== Objective ==
Can you write out every line of the records below again, requests included, raising each x and y coordinate in the answers by 45 while leaving any numbers in the requests and their format samples unchanged? Leave the pictures out of your answer.

============================================================

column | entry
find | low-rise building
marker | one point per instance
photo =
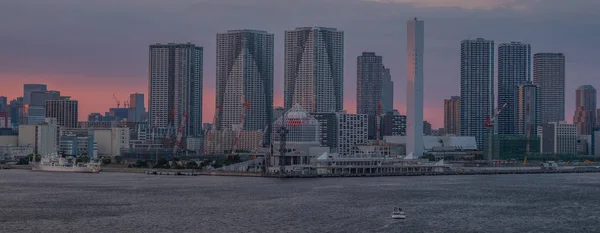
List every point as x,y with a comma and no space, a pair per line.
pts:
74,145
111,141
558,138
42,137
221,141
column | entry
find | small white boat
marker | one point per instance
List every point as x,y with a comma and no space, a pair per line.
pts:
55,163
398,213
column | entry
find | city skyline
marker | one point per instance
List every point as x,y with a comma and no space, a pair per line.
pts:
70,72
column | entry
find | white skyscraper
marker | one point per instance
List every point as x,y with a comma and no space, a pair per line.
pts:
175,87
314,69
415,42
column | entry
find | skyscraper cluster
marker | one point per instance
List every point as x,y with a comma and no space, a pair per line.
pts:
313,79
522,104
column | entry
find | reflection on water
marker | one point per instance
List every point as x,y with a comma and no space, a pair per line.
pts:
115,202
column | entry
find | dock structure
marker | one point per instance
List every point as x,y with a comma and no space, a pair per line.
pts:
424,172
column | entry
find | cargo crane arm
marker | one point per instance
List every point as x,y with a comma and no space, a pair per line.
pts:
116,100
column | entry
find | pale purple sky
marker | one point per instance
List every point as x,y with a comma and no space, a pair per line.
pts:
90,49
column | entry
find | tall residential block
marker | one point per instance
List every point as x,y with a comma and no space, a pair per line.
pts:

============================================================

== Written solution ==
column | entry
find | low-rise building
marker | one point per instance
photo =
List every point as x,y with a comma and no space, a pair per line.
pts:
119,190
156,186
603,183
87,182
266,186
column | entry
find | small white boat
marker | one point per instance
List every point as x,y with a comma and no space, a pair per line.
pts:
100,208
443,258
column | entry
find | city skyline
marker | one point per instance
List every point as x,y with a comma and no space, a pair per line.
pts:
115,117
column | entry
find | white skyscraper
marker | one point per instance
List every point as x,y with a comma and no space, a pair per line.
pts:
220,132
359,114
460,87
column | entry
find | skyscraper cluster
marker | one point per instance
List every point as x,y with a comma and no space, a pair per line.
pts:
358,124
567,149
column | entry
find | reflection on water
marker | one point per instance
List every point as x,y with a comma and no space, a pair per line.
pts:
160,247
column | entry
find | dock structure
marker | one point per instance
List every point as x,y with a comma and no space, a pair per line.
pts:
469,217
column | entry
find | cargo crane arm
marker | one point per instance
List every point as x,y with a comma and no space, a pair per line.
pts:
161,145
column | entry
find | pale purple sky
marker | one point per instance
List every point as x,y with a comma and no space, a pair per line.
pts:
135,94
column | entry
find | tall residential block
marker | one point per instance
List every point as x,y with a comma and no space, a pair per line.
pts:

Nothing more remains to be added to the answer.